» **EXTRACT PROVIDED**:
⁂
# I know how to tell gender feral cats now



## nabisho (Nov 18, 2004)

all you have to do is wait and if this happens you got a male and a female. Time to do a little cat trapping and off to the vet for fixing.

NAB 

Cute little guys.


----------



## spirit wings (Mar 29, 2008)

and that calico shoud be the first one to get "fixed"...you know for sure she is a female.....all of them are very cute....how I got my sweet kitty is she showed up at my house and had 5 kittens....found homes for all of them and she was spayed and has been with till now, I just loooove her


----------



## Skyeking (Jan 17, 2003)

Thank you for sharing, and most important for your intervention. They are so cute!


----------



## TerriB (Nov 16, 2003)

What lucky, adorable felines!!!


----------



## maryjane (Jul 15, 2006)
⁂
» **GIVEN INFORMATION**:
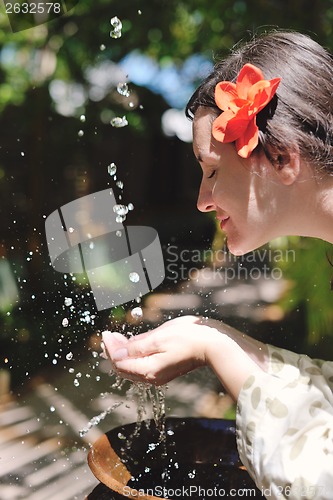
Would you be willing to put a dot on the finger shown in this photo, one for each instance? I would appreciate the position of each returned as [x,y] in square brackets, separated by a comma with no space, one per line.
⁂
» **PROBLEM REQUIREMENTS**:
Write the next part of the forum thread on sexing feral cats, picking up right after its last line.

» **WRITTEN ANSWER**:
What cuties! We have always done trapping/altering/rehoming at my dad's shop since it is a big warehouse full of old car parts and stuff. The feral cats LOVE it. We got lucky this year, the first litter just showed up last week! Apparently there is a new mommy cat who moved in recently. Five little gray kittens are scampering all around, some with stripes. Luckily I know a good rescue group who offered to help with fixing them and finding them homes. Nice that mommy cat chose to have them when it's NOT kitten season. . .for once!! Makes it a lot easier to find homes for them.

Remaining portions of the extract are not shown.